TRY IT:
Copy nothing before the line containing "When the pointer". Reproduce that line and all that follow, exactly, through the end of the records.

━━━ LISTED RECORDS ━━━

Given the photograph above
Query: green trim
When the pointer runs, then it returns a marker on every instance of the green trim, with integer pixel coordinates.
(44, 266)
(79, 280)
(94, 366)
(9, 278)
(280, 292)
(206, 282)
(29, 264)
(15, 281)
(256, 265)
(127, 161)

━━━

FINAL ANSWER:
When the pointer runs, then it returns a marker on every instance of the green trim, with integer pixel coordinates.
(44, 266)
(79, 280)
(94, 366)
(9, 278)
(280, 292)
(206, 282)
(29, 264)
(15, 281)
(256, 265)
(127, 161)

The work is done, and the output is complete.